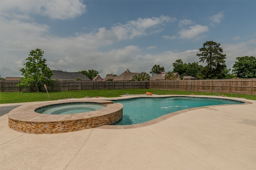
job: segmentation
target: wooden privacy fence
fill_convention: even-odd
[[[26,87],[20,88],[17,86],[20,82],[2,81],[0,82],[0,91],[27,91]],[[150,81],[54,81],[52,86],[47,86],[48,91],[140,88],[256,95],[256,79]]]
[[[150,88],[256,94],[256,79],[150,81]]]
[[[19,87],[20,81],[2,81],[0,82],[1,92],[28,91],[26,87]],[[129,89],[149,88],[149,81],[53,81],[52,85],[47,86],[48,91],[82,90],[84,90]],[[36,91],[36,89],[34,89]],[[42,89],[42,90],[45,89]]]

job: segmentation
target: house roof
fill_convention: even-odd
[[[155,74],[153,77],[152,77],[152,78],[155,80],[165,80],[164,76],[163,77],[162,76],[162,74]]]
[[[190,76],[183,76],[183,80],[196,80],[197,78]]]
[[[90,81],[90,80],[80,72],[67,72],[60,70],[52,70],[53,75],[51,79],[62,80],[74,80],[76,78],[80,78],[81,80]]]
[[[5,78],[6,80],[18,80],[20,78],[21,78],[20,77],[6,77]]]
[[[108,80],[109,79],[114,79],[115,77],[116,77],[116,76],[113,76],[112,75],[109,75],[104,79],[103,79],[103,81],[108,81]]]
[[[139,74],[139,72],[132,72],[127,69],[122,74],[114,77],[113,81],[132,81],[132,78],[135,74]]]
[[[93,81],[103,81],[103,79],[102,79],[102,78],[100,77],[100,76],[99,75],[95,76],[95,77],[93,78],[92,80]]]
[[[178,72],[174,72],[172,73],[175,76],[175,80],[178,79],[180,78],[180,74]],[[152,79],[155,80],[165,80],[164,76],[162,77],[162,74],[155,74],[153,77]]]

* WHAT TO WORK ON *
Lay out every line of the items above as a Markdown table with the columns "Row" and "Entry", numbering the rows in order and skipping blank lines. Leave the pictures out.

* EXERCISE ANSWER *
| Row | Entry |
|---|---|
| 1 | job: segmentation |
| 2 | target: wooden privacy fence |
| 3 | fill_convention: even-odd |
| 4 | [[[26,87],[20,88],[17,86],[20,82],[2,81],[0,82],[0,91],[27,91]],[[150,81],[54,81],[52,86],[47,86],[48,91],[140,88],[256,95],[256,79]]] |
| 5 | [[[150,88],[256,94],[256,79],[150,81]]] |
| 6 | [[[19,87],[20,81],[2,81],[0,82],[1,92],[28,91],[26,87]],[[129,89],[149,88],[149,81],[53,81],[52,85],[47,86],[48,91],[82,90],[84,90]],[[36,91],[36,89],[34,89]],[[42,89],[42,90],[45,89]]] |
| 7 | job: segmentation |
| 8 | target: house roof |
| 9 | fill_convention: even-odd |
| 10 | [[[155,74],[153,77],[152,77],[152,78],[155,80],[165,80],[164,76],[163,77],[162,76],[162,74]]] |
| 11 | [[[190,76],[183,76],[183,80],[196,80],[197,78]]] |
| 12 | [[[90,81],[90,80],[80,72],[67,72],[60,70],[52,70],[53,75],[51,79],[62,80],[74,80],[76,78],[80,78],[81,80]]] |
| 13 | [[[5,78],[6,80],[18,80],[20,78],[21,78],[20,77],[6,77]]] |
| 14 | [[[108,80],[109,79],[114,79],[115,77],[116,77],[116,76],[113,76],[112,75],[109,75],[104,79],[103,79],[103,81],[108,81]]] |
| 15 | [[[139,74],[139,72],[132,72],[127,69],[122,74],[114,77],[113,81],[132,81],[132,78],[135,74]]] |
| 16 | [[[93,81],[103,81],[103,79],[102,79],[102,78],[100,77],[100,76],[99,75],[95,76],[95,77],[93,78],[92,80]]] |
| 17 | [[[178,72],[174,72],[172,73],[175,76],[175,80],[178,79],[180,78],[180,74]],[[152,79],[155,80],[165,80],[164,76],[162,77],[162,74],[155,74],[153,77]]] |